Drop the pictures from the entries below, then reproduce the rest exactly.

++++ Raw records ++++

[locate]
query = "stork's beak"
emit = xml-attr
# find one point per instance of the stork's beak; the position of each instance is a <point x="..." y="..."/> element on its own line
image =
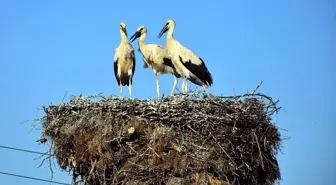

++++

| Task result |
[locate]
query = "stork's beak"
emit = xml-attr
# find one point per instance of the stork's beak; the position of each instance is a <point x="..." y="..."/> element on its own line
image =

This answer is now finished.